## Lista zadań
#1 Proszę ułożyć wiersze wszystkich wpisów jako listę JSON z łańcuchami znaków, po jednym na wiersz, bez pustych wierszy. Obrazy pomiń w odpowiedzi.
#2 Kontynuuj tekst o maseczce w płachcie, zaczynając zaraz po jego ostatnim zdaniu.

Tkaninę nasączoną maseczką wyciągamy z „saszetki”. Nakładamy na 15 minut na oczyszczoną skórę twarzy. Następnie ściągamy i delikatnie przemywamy twarz, by usunąc resztki maseczki. 

Maseczka posiada postać bawełnianego materiału nasączonego sporą ilością kosmetyku. Tkanina jest dosyć delikatna i należy uważać przy jej rozkładaniu, aby się nie rozdarła. Na moją szeroką twarz wielkość tkaniny jest wystarczająca. Przy nakładaniu delikatnie przyklepujemy materiał do twarzy, żeby dobrze przylgnął i jak największa ilość kosmetyku wchłonęła się w skórę twarzy. Ma przyjemny, podchodzący pod kwiatowy, zapach. 

A efekt?

## Wpisy źródłowe
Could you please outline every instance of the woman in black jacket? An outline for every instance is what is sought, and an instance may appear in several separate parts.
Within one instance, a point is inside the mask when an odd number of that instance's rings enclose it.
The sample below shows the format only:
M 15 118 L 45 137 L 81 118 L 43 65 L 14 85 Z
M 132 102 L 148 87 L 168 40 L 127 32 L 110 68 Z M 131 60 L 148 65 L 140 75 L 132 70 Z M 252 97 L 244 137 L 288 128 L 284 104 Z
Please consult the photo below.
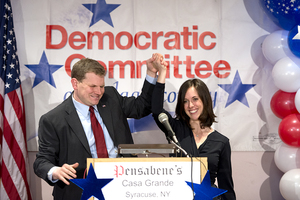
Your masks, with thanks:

## Wyniki zadań
#1
[
  "Could you please outline every instance of the woman in black jacket? An outline for every instance is what is sought, and an instance may appear in several separate parts.",
  "Within one instance, a point is inside the mask when an odd number of that instance's rings enclose it.",
  "The sample below shows the format only:",
  "M 15 118 L 45 137 L 81 118 L 43 65 L 14 85 Z",
  "M 132 102 L 148 87 L 168 40 L 127 32 L 110 68 Z M 131 60 L 148 65 L 140 75 L 132 70 Z M 252 97 L 244 137 L 288 128 L 284 104 Z",
  "Please consult the photo below.",
  "Your masks, with thanks:"
]

#2
Cera zdecydowanie jest wygładzona, miękka i bardzo delikatna w dotyku. Jest też „ściągnięta”, jak przy zastosowaniu maseczki oczyszczającej z glinkami. Rozjaśnienie cery jest widoczne, chociaż bez spektakularnego efektu. Zauważalne jest jednak wyrównanie kolorytu cery. Nie czuję natomiast specjalnego nawilżenia i odżywienia, które obiecuje Oriflame w opisie produktu. 
Nigdzie na produkcie, ani w żadnym opisie nie ma informacji odnośnie „krotności” użycia produktu. Ja przyjęłam, że maseczka jest jednokrotnego użytku. Raczej po jednym użyciu nie nadaje się do schowania i użycia kolejny raz. 


3 komentarze:

  1. Chciałam zapytać jak się skóra czuje bezpośrednio po zdjęciu maseczki? Przed chwilą ją zajęłam i mam czerwoną twarz, ciepłą w dotyku, jest miękka, ale nie wyglądam korzystnie, a i uczucie nie jest przyjemne. Podczas gdy miałam maskę na twarzy, nie czułam nic niepokojącego. Czy to jest normalna reakcja i za jakąś chwilę mi to przejdzie, czy tak nie powinno być i wtedy,co robić?? Dodam, że przemycie twarzy dużą ilością wody nie pomogło, choć przyniosło chwilową ulgę.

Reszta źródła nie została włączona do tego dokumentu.